Issue 140817.1: Fast Name Lookup

Author: Michael Eager
Champion: Michael Eager
Date submitted: 2014-08-17
Date revised:
Date closed:
Type: Enhancement
Status: Withdrawn
DWARF Version: 5
Section 6.1.1, pg 126
BACKGROUND
----------

The pubnames and pubtypes data described in Section 6.1 are
much larger than needed, since they contain redundant information,
and the are missing other information, such as local symbol names.
This proposal is to replace the current .debug_pubnames and 
.debug_pubtypes sections with a new section named .debug_names.

This proposal is an alternate to 130410.1 and has adopted a 
number of the features of that proposal. 

The following issues with the existing sections will be addressed:

  1. A consumer cannot identify what a specific symbol from these sections is
     (type, function, etc) without reading from the .debug_info section.

  2. A consumer has to check multiple sections if they don't know what type
     the symbol is beforehand.

  3. These sections are defined to only contain "global" objects, functions,
     and types, but consumers often wish to access non-global symbols as well.

  4. The existing standard does not specify exactly which symbols should be
     emitted.  For instance, are names of enumerators included?

  5. Global symbols which are "localized" into non-global symbols are excluded
     from these sections.  If a routine is inlined but has no out-of-line
     instance then there would be no entry emitted for the routine.

  6. Many of the strings emitted into the pubnames section are used in other
     sections, and space can be saved by emitting string table references
     instead.

Additionally, we also include the following design goals:

  1. We want to keep look-ups fast and optimize for the not-found case.  If
     a symbol exists in a single compilation unit out of four-hundred, we want
     to quickly eliminate the three-hundred ninety-nine which do not contain
     the requested symbol.

  2. The on-disk representation should be as small as possible.  Additionally,
     because consumers use this information in different ways, it should be
     possible to omit the unused portions to reduce file size.

The new .debug_names section will contain all symbols, both local and
public, which are present in the compilation unit.  Minimally, the section
will contain only global symbol and type names, but additional optional 
accelerator data may be included to improve search performance.

++++++++

# The problem:
Write out the proposal text starting with "1. We want to" and going on through "improve search performance.", switching "compilation unit" to "translation unit" each time it occurs.

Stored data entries
++++++++

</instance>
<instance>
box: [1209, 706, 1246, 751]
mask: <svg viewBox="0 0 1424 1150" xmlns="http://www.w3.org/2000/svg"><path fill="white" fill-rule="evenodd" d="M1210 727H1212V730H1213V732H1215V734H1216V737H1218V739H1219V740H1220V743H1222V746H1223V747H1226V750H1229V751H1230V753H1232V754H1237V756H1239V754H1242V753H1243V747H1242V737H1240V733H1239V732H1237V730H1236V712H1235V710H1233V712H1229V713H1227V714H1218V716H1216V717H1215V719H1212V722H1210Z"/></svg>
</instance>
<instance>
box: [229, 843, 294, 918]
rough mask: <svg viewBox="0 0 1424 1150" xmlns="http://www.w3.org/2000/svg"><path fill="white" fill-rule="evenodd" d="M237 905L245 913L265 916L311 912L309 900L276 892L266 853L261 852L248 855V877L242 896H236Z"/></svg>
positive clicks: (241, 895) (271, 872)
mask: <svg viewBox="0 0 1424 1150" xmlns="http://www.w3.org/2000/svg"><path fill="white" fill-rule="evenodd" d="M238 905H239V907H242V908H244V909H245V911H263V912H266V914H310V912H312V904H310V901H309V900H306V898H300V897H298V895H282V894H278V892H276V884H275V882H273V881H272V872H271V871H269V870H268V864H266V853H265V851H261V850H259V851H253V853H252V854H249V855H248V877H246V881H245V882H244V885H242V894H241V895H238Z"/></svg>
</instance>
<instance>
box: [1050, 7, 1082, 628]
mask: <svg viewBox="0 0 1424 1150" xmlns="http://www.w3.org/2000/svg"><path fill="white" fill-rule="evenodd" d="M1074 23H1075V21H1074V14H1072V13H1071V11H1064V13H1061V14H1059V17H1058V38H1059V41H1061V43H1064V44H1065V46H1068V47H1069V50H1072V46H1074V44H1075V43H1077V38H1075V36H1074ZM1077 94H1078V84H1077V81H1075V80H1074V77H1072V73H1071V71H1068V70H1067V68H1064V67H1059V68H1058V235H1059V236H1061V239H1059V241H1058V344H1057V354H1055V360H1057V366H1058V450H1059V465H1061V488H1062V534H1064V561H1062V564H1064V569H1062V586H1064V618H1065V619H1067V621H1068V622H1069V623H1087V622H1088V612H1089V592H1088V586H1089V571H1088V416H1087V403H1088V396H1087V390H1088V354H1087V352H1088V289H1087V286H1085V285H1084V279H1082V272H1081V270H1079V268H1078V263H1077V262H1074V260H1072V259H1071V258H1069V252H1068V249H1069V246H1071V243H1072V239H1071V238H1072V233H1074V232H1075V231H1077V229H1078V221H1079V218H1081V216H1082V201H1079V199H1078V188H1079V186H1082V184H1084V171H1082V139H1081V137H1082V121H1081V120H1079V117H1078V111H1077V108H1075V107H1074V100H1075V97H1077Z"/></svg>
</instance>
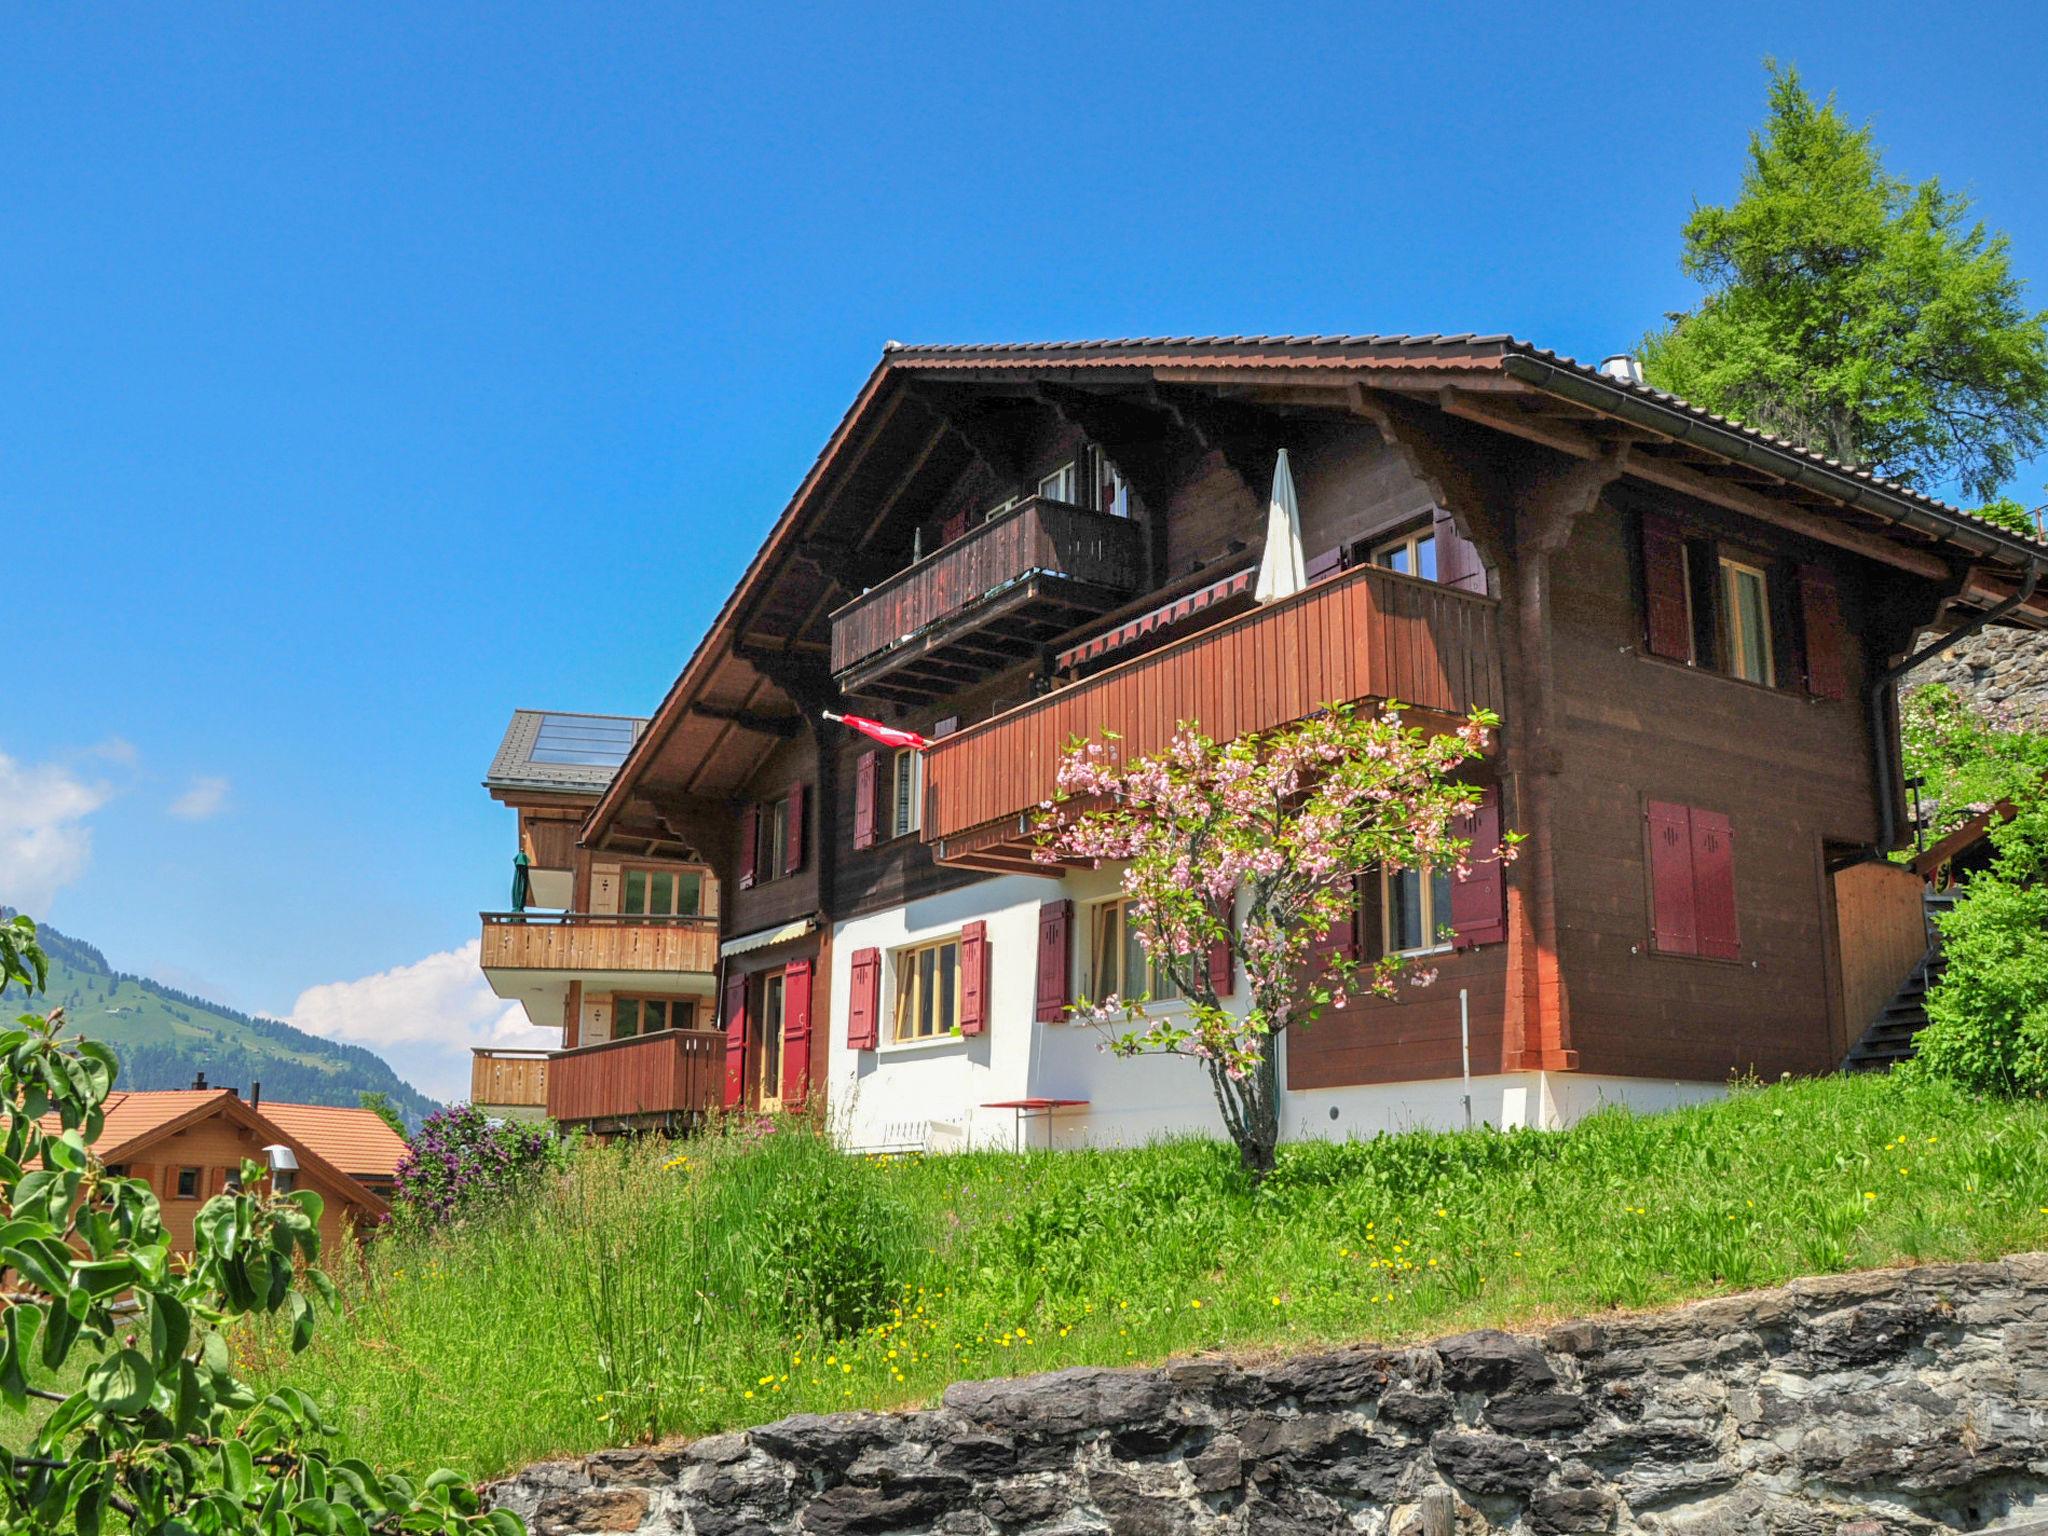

++++++++

# Answer box:
1. We want to keep look-ups fast and optimize for the not-found case.  If
     a symbol exists in a single translation unit out of four-hundred, we want
     to quickly eliminate the three-hundred ninety-nine which do not contain
     the requested symbol.

  2. The on-disk representation should be as small as possible.  Additionally,
     because consumers use this information in different ways, it should be
     possible to omit the unused portions to reduce file size.

The new .debug_names section will contain all symbols, both local and
public, which are present in the translation unit.  Minimally, the section
will contain only global symbol and type names, but additional optional 
accelerator data may be included to improve search performance.